A Week in Satara – The Journey

Anticipation

We had been looking forward to a week in Satara in the Kruger National Park for some time, in fact ever since our daughter Geraldine had booked accommodation a year in advance for a week in October 2015, school holiday time and usually totally over-subscribed.

Route

And so Saturday 3 October 2015 saw us packed and departing early morning from Pretoria for the long drive to Satara. The route we had decided on would take us to Machadadorp in Mpumulanga, then via the N4 through Schoemanskloof after which we took the Sudwala Caves turn-off and made our way through Sabie and Hazyview to the Phabeni Gate into Kruger – we estimated this would be at least a five-hour drive with comfort stops. From Phabeni it is some 140 kms mostly northwards to Satara which, at Kruger speeds of maximum 50 km/h and including a few stops for game sightings, was likely to take 3 to 4 hours. So we had the prospect of around 9 hours on the road, eased by the fact that the last part would be in the Park and devoid of the stress of driving the highways.

Why Kruger?

Kruger holidays are like no other and in our family (and many other South African families I suspect) there are a few things to be attended to before departure – you could call them rituals :

  • buying the biltong, the boerewors (farmer’s sausages) and the braai chops – if you live in Pretoria east there is a good chance that, like us, you will have visited Uitkyk or Groenkloof butchery for these all-important items.
  • packing all the bush clothes you possess – every khaki shirt, shorts to go with them and a pair of longs for the evening (only to keep the mozzies away of course). There’s nothing wrong with “civvies”but proper bush clothing just adds to the feeling of escaping from the general routine for a while
  • stocking up on lots of fruit – always a bit scarce in Kruger’s camps. Some of this can often be purchased at roadside stalls along the way but this depends on the time of year and season.
  • making sure all the important stuff is ready and in good nick – camera, binos, birding books, scope, reptile book, mammal book, butterfly book, frog book (you never know), portable fridge, kitchen sink (just joking) and all.

The Journey

Then there’s the journey itself, where you have the chance to transition from city slicker to game ranger persona – a gradual process until you get to Kruger’s entrance gate. That’s when it really kicks in – slow down to 50 km/h or less, open the windows to let the bush smells and sounds drift in, binos around the neck, eyes tuned to the bush and on the lookout for movement – ahhhhhh we’re back!

Supplied material =>
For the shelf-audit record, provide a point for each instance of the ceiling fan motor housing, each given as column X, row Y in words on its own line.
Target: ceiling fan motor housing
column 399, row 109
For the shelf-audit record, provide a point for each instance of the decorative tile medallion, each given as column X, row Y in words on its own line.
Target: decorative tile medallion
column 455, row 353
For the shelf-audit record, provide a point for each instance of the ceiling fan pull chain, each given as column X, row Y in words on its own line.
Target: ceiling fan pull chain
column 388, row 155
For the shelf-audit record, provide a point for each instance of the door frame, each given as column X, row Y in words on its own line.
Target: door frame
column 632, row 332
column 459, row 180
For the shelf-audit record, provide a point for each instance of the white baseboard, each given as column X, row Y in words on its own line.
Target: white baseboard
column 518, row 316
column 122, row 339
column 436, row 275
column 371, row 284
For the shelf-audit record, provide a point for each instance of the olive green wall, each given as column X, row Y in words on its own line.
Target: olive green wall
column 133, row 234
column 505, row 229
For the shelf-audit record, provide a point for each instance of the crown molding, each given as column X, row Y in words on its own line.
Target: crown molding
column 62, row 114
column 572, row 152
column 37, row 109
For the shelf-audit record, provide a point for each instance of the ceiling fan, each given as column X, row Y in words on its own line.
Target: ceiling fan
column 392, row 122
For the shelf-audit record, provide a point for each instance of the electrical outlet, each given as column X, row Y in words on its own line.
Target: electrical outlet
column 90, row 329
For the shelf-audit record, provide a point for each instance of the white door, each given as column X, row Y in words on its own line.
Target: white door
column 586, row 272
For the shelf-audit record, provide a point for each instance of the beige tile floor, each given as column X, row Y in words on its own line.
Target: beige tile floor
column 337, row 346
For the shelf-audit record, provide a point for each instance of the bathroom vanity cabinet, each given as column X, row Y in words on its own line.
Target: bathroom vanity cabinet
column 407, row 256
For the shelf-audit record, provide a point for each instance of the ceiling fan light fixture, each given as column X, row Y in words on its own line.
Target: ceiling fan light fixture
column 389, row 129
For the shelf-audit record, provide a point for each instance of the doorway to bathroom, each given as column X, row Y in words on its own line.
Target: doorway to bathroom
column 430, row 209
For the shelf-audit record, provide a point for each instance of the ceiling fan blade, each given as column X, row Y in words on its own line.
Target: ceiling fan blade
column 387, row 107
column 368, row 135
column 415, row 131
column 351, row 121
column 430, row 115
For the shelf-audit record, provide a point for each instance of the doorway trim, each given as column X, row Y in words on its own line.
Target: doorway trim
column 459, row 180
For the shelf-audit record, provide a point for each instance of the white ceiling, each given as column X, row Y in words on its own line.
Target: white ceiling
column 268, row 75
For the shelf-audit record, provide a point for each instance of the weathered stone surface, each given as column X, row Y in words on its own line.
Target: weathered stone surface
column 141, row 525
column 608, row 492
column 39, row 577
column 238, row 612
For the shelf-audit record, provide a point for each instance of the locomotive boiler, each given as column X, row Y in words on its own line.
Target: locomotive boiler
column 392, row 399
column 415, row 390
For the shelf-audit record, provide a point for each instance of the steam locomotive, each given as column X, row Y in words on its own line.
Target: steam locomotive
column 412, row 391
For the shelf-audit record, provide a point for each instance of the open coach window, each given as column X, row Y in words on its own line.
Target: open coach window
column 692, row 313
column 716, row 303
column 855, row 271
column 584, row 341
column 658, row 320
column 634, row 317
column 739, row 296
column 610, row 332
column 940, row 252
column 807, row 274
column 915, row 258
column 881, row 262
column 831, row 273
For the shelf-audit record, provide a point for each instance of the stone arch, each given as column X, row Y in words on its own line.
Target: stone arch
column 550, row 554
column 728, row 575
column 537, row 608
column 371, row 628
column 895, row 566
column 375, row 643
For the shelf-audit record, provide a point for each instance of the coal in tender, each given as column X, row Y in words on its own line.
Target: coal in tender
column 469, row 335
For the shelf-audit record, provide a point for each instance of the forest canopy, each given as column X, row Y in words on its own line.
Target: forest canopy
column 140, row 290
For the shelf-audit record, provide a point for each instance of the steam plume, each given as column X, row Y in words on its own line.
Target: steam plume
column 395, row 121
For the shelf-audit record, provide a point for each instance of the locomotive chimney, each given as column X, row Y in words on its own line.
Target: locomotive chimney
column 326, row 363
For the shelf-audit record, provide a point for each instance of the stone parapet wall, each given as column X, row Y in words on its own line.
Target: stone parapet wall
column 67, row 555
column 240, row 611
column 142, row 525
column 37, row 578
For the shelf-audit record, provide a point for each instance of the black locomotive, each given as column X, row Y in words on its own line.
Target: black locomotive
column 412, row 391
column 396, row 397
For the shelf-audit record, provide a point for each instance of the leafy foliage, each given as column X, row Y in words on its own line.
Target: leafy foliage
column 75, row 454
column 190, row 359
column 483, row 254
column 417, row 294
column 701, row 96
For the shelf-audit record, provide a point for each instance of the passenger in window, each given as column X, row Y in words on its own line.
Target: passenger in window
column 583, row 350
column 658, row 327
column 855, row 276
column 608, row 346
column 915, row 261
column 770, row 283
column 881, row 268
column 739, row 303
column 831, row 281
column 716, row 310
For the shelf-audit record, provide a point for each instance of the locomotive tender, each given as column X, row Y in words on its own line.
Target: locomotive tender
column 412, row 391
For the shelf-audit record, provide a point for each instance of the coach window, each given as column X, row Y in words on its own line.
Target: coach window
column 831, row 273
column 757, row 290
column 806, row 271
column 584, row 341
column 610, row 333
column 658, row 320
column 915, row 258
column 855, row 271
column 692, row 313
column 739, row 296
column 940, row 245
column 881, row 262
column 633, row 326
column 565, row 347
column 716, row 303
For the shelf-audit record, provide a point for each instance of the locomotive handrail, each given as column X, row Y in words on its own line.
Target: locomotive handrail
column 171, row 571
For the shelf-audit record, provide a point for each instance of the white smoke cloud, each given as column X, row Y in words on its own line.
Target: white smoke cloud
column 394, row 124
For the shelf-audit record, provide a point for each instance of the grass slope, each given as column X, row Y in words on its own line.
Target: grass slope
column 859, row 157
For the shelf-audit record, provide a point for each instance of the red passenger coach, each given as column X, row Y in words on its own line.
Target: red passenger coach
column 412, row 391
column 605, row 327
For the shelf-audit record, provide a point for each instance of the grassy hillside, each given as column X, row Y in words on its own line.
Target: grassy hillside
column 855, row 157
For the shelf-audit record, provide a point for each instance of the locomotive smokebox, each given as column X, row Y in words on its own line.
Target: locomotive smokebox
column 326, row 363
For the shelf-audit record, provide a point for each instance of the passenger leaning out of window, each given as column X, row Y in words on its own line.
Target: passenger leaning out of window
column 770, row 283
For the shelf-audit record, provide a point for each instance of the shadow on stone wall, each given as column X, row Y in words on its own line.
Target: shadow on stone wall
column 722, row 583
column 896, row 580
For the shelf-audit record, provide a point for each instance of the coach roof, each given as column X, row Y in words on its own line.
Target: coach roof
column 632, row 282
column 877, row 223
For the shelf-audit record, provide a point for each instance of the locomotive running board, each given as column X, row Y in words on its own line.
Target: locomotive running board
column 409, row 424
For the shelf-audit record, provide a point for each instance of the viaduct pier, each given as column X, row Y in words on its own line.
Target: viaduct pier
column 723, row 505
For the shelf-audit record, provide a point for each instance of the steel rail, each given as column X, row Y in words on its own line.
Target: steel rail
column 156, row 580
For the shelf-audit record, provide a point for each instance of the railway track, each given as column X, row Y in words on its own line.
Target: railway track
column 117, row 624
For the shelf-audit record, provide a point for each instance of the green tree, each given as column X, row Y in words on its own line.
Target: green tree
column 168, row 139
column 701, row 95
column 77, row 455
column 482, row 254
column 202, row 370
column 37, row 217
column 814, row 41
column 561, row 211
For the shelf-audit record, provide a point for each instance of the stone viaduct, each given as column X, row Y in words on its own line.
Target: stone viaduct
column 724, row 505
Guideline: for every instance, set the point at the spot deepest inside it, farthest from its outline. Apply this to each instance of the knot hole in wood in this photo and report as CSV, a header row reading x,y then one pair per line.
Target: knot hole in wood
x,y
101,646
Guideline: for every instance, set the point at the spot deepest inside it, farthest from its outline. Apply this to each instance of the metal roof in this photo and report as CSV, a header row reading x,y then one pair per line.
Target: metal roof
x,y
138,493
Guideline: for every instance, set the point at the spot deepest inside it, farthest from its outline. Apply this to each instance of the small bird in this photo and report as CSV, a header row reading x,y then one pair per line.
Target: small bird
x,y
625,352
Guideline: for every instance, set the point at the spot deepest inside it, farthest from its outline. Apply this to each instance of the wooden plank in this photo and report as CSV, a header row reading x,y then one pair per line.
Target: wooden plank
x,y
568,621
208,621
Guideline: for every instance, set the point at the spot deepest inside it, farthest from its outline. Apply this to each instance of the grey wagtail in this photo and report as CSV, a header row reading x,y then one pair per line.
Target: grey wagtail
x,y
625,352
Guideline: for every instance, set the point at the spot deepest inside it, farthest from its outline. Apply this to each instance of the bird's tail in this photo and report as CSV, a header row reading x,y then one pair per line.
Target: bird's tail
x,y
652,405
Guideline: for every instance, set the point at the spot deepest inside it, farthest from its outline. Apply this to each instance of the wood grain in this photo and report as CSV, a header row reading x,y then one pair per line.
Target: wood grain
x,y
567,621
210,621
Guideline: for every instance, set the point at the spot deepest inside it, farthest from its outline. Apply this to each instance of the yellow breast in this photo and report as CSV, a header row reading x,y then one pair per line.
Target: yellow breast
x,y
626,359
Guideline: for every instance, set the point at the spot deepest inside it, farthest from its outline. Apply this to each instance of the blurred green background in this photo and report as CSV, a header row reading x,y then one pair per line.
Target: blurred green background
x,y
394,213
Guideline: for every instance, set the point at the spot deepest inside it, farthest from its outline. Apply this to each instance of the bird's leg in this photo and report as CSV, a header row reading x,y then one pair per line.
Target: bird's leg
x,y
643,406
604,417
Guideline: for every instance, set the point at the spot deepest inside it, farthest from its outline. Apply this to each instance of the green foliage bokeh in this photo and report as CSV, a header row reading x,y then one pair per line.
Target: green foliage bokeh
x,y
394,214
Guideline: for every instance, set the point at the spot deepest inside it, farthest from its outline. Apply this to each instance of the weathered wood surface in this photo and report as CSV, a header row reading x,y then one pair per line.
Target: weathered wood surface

Work to do =>
[a] Name every book that the Kruger travel piece lists among the important items to have ready before departure.
[b] From the entries, retype the lines from the one containing "the white smoke" through the one containing "column 859, row 157", both included.
The Kruger travel piece and the entries come from unrelated sources.

Answers to the problems =>
[a]
birding books
reptile book
mammal book
butterfly book
frog book

[b]
For the shelf-audit record, provide a point for each instance of the white smoke cloud, each given as column X, row Y in words on its own line.
Target: white smoke cloud
column 394, row 124
For the shelf-audit record, provide a point for each instance of the grass slope, each given as column X, row Y in words on its own line.
Target: grass slope
column 859, row 157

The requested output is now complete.